ACTIVITY
Write out, word for word, every line in the data below from the one containing "basketball in the photo above." to the one containing "legging in the photo above.", both of them included.

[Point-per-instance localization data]

^^^^^^^^^^^^^^^^

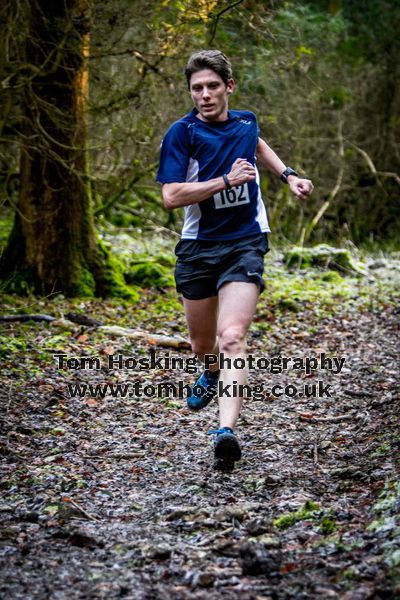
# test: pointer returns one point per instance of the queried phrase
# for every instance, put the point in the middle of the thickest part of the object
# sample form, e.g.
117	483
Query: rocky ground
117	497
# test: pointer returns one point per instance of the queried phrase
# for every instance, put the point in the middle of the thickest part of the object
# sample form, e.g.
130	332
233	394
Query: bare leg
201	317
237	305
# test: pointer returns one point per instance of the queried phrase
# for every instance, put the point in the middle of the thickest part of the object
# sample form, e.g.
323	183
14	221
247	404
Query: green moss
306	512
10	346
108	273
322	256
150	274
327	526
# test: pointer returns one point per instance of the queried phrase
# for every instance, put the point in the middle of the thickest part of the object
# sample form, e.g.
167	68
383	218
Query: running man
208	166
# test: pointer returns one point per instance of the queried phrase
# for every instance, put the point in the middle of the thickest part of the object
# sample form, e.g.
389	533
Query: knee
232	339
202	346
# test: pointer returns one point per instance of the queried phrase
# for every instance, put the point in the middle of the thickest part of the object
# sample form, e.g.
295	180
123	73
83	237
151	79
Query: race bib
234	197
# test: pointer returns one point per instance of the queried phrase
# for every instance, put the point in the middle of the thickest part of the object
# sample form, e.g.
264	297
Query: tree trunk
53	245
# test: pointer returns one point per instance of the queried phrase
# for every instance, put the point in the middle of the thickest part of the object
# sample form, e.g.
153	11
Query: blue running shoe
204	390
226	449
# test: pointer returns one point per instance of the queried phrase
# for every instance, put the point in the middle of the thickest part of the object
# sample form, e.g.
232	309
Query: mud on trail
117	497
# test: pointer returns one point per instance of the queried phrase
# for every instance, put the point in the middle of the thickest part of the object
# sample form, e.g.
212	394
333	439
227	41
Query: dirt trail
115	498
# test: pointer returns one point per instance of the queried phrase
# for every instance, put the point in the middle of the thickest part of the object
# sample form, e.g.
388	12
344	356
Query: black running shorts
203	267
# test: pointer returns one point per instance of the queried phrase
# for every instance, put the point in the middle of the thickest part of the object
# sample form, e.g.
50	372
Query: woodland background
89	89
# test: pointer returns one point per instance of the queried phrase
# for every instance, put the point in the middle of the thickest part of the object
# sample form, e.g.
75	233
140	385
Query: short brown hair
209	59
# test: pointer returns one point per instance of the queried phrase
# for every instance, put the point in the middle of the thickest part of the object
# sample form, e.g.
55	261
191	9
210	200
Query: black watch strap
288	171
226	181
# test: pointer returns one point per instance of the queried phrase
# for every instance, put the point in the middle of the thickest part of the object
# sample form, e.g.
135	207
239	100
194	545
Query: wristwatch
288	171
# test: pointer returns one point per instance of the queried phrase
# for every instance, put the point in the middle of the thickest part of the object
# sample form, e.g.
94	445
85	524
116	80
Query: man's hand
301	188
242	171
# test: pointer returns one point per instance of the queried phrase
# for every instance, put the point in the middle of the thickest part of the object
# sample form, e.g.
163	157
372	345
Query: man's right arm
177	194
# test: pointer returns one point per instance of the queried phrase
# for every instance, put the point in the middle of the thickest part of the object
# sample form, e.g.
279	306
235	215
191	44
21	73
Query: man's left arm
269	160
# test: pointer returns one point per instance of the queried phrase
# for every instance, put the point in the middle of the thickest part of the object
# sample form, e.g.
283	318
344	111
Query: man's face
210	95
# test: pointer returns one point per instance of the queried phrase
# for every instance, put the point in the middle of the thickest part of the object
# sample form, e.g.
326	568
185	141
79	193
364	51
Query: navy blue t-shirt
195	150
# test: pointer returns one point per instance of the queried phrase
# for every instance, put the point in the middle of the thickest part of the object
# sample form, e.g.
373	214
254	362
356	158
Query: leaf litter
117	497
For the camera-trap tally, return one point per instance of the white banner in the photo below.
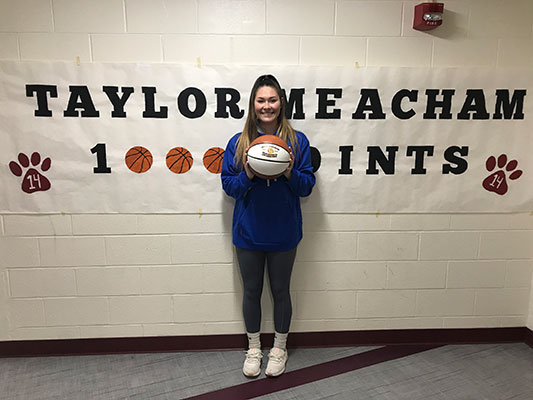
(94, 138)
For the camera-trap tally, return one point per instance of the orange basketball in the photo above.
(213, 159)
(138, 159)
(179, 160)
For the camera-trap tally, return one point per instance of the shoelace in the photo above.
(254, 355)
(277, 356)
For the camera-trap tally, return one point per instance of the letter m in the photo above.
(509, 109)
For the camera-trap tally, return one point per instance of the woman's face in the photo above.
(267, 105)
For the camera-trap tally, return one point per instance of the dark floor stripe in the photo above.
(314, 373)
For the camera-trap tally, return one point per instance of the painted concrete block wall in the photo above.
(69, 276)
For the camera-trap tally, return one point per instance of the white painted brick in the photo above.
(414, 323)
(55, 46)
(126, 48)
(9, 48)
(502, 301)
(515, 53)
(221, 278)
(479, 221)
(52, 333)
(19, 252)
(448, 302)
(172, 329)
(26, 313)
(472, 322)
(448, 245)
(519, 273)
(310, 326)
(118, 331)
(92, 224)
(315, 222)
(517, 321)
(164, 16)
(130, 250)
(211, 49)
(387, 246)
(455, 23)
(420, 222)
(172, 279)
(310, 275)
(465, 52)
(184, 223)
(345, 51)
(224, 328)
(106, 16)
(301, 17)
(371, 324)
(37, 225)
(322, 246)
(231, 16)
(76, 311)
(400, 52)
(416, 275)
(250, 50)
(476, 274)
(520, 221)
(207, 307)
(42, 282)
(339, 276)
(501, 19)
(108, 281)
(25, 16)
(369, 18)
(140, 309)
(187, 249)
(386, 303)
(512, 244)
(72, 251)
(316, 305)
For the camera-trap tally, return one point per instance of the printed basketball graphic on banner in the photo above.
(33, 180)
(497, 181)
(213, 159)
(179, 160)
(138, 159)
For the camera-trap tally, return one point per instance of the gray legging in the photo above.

^^^^^^^^^^^^^^^^

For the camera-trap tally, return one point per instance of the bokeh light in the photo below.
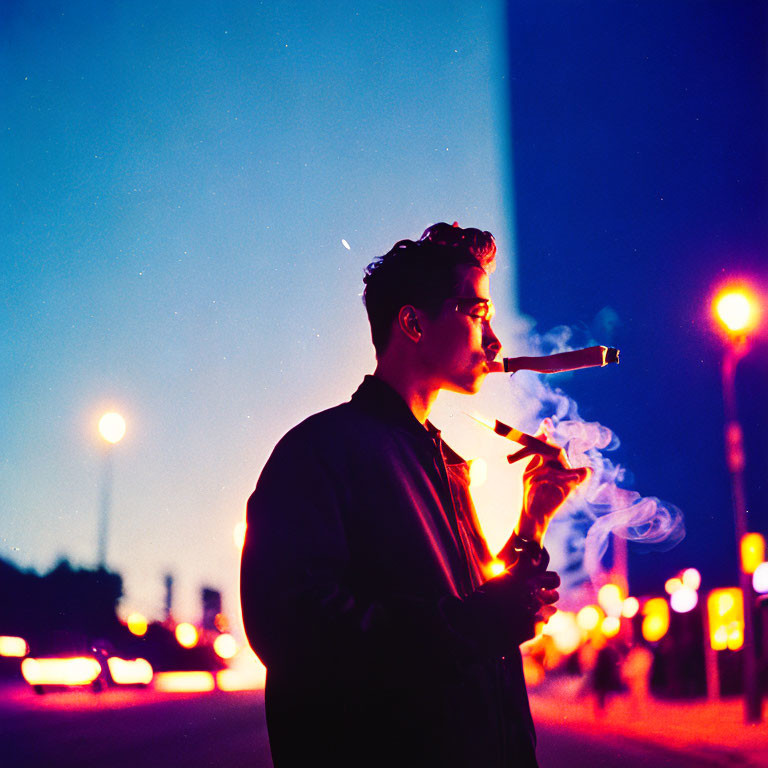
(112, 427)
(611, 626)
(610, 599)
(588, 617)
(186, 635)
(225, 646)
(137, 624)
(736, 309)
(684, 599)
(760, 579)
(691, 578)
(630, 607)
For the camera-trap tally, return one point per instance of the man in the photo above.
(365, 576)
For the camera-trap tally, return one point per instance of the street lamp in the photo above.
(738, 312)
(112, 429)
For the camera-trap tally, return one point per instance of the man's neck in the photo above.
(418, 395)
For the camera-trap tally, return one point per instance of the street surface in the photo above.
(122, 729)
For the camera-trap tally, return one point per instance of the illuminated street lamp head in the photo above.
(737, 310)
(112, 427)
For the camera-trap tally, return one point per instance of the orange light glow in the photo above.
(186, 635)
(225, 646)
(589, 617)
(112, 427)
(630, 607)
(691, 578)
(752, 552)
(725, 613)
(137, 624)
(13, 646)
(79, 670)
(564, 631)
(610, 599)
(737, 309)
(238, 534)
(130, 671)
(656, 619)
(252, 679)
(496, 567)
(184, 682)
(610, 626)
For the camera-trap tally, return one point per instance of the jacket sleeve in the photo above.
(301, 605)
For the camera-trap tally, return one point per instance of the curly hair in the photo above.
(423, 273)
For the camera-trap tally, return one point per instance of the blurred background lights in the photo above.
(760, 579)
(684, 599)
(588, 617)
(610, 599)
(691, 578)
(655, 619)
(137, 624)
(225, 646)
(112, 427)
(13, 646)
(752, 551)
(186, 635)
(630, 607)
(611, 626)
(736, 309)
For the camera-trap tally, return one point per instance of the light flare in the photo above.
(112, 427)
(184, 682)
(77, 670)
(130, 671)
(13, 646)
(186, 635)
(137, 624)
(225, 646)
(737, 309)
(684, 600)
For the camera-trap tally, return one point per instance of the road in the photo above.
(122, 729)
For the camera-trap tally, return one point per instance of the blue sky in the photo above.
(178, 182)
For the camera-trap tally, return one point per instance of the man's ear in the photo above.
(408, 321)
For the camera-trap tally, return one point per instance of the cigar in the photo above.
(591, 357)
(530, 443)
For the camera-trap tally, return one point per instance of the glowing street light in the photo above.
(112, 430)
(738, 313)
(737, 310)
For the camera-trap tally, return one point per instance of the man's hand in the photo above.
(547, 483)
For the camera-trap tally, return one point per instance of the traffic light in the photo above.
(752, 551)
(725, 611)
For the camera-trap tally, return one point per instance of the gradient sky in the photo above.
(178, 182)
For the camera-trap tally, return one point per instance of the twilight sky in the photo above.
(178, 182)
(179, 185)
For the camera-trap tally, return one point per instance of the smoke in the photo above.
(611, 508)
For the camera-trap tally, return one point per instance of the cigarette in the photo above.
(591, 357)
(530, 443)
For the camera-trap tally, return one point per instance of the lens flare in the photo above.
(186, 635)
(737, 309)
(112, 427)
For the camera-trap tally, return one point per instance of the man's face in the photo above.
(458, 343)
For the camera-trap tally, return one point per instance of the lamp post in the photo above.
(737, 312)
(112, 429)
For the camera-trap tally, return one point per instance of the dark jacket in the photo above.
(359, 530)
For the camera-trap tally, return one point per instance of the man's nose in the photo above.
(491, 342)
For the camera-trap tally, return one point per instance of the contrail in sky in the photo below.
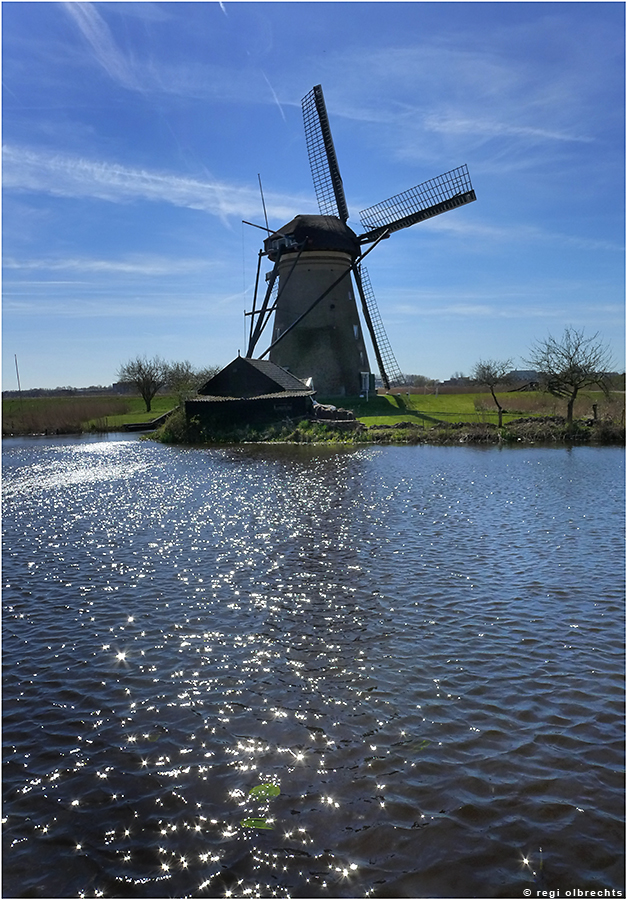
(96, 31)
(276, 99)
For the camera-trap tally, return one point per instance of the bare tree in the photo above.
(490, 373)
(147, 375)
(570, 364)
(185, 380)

^^^^^^^^^^^^^^^^

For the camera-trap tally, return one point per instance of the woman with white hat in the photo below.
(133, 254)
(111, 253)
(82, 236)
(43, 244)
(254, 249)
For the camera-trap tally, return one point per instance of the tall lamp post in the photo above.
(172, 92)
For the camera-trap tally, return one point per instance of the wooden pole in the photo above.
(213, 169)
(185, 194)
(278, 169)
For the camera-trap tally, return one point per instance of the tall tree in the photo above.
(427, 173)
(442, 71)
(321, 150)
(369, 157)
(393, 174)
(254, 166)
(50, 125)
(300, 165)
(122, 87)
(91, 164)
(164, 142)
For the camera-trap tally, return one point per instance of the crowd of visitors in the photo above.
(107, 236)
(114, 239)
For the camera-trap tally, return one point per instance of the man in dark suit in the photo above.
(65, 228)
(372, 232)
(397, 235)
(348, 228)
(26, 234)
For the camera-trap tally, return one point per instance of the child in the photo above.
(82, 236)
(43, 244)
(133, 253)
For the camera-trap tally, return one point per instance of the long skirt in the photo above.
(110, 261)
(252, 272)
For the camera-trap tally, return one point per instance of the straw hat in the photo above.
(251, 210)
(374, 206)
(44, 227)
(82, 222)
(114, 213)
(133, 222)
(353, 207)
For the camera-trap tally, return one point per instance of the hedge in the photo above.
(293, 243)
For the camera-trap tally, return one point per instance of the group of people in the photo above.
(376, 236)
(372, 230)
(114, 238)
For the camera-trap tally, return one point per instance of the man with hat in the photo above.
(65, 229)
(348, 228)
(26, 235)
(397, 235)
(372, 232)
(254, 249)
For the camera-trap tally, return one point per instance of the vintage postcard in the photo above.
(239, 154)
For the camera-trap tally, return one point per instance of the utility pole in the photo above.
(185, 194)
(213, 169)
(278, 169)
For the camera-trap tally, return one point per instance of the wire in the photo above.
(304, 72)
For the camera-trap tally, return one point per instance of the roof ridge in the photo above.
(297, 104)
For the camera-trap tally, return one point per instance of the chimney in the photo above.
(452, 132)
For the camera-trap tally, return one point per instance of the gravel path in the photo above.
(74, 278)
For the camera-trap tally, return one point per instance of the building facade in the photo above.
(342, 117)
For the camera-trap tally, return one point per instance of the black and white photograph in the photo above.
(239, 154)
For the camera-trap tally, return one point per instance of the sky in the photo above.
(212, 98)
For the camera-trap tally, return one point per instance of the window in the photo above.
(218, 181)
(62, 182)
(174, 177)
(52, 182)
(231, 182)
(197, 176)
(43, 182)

^^^^^^^^^^^^^^^^

SOLUTION TO THE PROBLEM
For the camera-trap tally, return one point per instance of the orange basketball in the photo above.
(213, 159)
(138, 159)
(179, 160)
For the camera-trap tally, return one point per instance of the shoelace in the photo above.
(254, 355)
(277, 356)
For the camera-trap tally, return one point per instance of the letter m in the photo above.
(509, 109)
For the camera-trap tally, return one point per instance of the woman's face in the photo above.
(267, 105)
For the camera-trap tally, return one point per instance of the dark floor stripe in the photo above.
(314, 373)
For the camera-trap tally, return one point per instance of the painted concrete block wall in the photo above.
(69, 276)
For the camera-trap tally, return one point per instance of the white painted brick in the photo above.
(414, 323)
(55, 46)
(126, 48)
(9, 48)
(502, 301)
(515, 53)
(221, 278)
(479, 221)
(52, 333)
(19, 252)
(448, 302)
(172, 329)
(26, 313)
(472, 322)
(448, 245)
(519, 273)
(310, 326)
(118, 331)
(92, 224)
(315, 222)
(517, 321)
(164, 16)
(130, 250)
(211, 49)
(387, 246)
(455, 23)
(420, 222)
(172, 279)
(310, 275)
(465, 52)
(184, 223)
(345, 51)
(224, 328)
(106, 16)
(301, 17)
(371, 324)
(37, 225)
(322, 246)
(231, 16)
(76, 311)
(400, 52)
(416, 275)
(250, 50)
(476, 274)
(520, 221)
(207, 307)
(42, 282)
(339, 276)
(501, 19)
(108, 281)
(25, 16)
(369, 18)
(140, 309)
(187, 249)
(386, 303)
(512, 244)
(72, 251)
(316, 305)
For the camera-trap tally, return one point per instance of the printed basketball graphic on banner in the photo above.
(33, 180)
(497, 181)
(213, 159)
(179, 160)
(138, 159)
For the camera-trap tally, return one point per instance of the gray legging in the photo above.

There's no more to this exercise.